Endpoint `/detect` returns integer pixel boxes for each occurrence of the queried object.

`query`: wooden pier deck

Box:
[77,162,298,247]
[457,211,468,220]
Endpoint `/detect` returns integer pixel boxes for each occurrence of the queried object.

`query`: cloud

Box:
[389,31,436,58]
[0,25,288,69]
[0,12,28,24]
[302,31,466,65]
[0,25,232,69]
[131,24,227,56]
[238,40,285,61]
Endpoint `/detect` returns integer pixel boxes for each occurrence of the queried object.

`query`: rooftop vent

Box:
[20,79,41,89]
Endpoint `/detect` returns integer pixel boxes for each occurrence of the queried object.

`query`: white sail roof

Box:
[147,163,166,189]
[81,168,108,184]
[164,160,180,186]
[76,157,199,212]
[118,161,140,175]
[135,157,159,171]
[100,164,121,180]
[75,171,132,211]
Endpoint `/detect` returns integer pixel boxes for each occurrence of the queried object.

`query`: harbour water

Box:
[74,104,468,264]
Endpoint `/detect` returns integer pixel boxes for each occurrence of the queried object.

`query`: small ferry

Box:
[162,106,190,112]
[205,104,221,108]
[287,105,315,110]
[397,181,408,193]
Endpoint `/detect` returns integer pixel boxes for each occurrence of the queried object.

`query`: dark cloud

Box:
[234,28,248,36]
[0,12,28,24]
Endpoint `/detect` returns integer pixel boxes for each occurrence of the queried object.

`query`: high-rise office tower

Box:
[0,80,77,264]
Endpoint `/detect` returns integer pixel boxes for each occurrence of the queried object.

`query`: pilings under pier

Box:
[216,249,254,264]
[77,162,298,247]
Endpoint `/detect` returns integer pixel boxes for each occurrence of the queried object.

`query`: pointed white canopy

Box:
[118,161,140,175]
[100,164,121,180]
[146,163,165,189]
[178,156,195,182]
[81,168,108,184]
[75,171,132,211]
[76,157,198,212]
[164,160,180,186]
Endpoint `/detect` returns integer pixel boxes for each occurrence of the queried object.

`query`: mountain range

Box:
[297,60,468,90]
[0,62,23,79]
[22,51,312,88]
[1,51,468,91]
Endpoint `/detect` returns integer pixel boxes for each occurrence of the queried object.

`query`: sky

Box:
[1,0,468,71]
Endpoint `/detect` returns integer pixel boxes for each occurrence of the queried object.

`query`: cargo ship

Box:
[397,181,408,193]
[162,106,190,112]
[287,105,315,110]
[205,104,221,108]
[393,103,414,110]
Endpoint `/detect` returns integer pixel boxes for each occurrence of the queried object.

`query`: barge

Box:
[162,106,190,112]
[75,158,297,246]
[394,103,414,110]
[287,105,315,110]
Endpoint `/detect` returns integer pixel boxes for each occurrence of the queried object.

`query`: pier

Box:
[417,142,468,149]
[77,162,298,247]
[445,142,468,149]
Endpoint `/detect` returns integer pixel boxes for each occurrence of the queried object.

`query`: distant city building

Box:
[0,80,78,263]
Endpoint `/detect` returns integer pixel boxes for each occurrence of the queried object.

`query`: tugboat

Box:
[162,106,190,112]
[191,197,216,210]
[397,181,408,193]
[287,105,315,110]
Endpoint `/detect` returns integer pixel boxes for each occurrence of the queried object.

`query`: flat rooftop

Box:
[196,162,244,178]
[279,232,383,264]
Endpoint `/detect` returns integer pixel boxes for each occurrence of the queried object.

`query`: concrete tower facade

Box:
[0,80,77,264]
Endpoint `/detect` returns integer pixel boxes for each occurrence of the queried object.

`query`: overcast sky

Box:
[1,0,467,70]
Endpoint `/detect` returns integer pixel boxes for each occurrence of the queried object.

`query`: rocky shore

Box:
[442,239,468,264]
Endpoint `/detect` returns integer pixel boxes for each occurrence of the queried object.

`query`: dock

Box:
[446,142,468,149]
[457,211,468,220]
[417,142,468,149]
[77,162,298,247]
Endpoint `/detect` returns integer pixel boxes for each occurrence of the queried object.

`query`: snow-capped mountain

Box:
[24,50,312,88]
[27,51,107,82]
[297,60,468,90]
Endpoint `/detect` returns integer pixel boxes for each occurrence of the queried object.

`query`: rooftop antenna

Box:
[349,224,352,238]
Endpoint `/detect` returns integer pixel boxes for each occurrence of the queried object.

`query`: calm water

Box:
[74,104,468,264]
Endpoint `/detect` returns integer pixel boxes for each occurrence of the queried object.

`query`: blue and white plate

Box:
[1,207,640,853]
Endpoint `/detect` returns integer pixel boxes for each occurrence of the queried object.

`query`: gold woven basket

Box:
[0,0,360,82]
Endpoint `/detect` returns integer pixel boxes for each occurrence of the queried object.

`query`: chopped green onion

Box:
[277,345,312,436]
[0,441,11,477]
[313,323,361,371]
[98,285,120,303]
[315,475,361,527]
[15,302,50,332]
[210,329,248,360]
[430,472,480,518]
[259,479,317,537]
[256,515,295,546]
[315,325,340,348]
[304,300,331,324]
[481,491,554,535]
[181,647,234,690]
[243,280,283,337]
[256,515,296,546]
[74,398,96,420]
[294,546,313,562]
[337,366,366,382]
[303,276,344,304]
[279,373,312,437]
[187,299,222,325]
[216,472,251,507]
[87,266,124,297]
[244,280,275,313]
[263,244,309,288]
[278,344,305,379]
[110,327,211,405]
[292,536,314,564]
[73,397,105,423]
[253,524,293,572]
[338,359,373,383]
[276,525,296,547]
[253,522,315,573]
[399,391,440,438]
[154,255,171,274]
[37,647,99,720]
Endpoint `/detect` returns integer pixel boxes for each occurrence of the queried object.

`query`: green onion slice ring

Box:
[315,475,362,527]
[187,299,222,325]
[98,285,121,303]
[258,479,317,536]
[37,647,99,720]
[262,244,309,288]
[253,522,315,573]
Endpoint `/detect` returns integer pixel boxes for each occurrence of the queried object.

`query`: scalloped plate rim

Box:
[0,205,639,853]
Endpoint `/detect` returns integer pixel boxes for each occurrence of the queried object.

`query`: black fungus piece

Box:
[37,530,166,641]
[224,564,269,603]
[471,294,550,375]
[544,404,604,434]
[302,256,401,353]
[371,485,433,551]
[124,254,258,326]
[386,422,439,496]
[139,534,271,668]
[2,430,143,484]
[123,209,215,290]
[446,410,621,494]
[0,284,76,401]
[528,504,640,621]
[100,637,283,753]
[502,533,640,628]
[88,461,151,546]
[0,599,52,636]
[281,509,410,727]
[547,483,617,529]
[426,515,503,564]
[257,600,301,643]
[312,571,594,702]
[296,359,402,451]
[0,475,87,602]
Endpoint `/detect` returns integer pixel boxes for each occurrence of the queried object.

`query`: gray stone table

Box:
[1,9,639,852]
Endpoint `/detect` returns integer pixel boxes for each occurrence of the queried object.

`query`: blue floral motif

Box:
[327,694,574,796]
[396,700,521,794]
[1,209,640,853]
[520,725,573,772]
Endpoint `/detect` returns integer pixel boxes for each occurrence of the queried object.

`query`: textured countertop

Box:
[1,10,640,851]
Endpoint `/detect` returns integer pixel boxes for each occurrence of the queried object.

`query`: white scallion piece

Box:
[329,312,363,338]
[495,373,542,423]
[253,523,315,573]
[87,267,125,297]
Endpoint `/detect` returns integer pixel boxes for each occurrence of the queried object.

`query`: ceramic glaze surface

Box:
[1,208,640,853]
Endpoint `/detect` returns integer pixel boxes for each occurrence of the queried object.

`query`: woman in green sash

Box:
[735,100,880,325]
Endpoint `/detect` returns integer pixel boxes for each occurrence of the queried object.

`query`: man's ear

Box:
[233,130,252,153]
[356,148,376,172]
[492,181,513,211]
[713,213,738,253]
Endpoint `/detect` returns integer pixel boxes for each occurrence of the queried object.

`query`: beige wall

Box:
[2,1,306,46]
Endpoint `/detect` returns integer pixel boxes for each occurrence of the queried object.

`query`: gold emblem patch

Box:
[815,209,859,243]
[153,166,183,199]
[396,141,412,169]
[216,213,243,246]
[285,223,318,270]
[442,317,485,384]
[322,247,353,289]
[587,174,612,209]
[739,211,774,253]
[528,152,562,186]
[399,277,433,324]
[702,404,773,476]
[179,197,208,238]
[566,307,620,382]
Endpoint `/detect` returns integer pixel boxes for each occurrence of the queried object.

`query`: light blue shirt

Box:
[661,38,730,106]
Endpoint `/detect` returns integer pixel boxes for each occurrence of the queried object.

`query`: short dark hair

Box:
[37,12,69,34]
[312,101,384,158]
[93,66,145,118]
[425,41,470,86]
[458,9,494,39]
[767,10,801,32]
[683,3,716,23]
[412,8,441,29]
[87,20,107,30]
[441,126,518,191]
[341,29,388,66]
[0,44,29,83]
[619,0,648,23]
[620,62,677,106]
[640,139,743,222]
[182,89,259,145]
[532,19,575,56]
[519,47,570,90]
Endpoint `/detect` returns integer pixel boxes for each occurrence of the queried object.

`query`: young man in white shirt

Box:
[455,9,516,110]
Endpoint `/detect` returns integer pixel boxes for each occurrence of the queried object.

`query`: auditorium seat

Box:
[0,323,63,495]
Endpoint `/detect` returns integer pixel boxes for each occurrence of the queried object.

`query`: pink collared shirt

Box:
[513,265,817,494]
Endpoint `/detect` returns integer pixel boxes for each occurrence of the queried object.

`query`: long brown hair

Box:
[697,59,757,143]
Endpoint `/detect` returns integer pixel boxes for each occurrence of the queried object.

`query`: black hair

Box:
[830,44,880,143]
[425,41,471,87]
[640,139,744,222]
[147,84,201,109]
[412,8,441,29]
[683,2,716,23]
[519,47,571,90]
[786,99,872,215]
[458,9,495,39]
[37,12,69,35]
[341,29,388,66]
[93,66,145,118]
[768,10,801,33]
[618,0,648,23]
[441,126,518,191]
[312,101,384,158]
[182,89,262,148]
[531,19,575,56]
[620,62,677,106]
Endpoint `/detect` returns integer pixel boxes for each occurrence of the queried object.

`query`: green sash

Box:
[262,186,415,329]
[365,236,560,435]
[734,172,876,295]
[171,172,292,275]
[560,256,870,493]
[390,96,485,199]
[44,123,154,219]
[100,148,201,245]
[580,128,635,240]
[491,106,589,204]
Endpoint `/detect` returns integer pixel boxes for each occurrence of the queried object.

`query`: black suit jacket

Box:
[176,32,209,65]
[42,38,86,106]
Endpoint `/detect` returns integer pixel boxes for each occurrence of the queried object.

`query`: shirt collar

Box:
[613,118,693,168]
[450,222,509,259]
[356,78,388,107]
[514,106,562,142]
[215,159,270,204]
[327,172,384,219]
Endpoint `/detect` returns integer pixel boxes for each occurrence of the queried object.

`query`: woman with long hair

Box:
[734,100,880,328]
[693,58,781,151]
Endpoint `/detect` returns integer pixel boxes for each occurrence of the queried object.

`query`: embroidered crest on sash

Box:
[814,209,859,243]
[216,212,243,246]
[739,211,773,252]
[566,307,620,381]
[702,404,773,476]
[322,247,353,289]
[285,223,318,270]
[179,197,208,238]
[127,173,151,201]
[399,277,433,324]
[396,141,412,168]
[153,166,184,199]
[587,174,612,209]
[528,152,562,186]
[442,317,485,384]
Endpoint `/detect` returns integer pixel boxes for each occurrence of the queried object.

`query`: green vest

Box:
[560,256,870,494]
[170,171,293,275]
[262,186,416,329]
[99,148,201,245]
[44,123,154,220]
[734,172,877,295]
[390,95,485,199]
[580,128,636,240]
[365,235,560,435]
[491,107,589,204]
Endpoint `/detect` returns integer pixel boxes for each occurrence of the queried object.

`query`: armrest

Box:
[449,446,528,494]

WHAT TO PRODUCE: Find the lines above holding the word "tower" and show them.

COMPLETED TASK:
`query`: high-rise office tower
`query`: concrete tower facade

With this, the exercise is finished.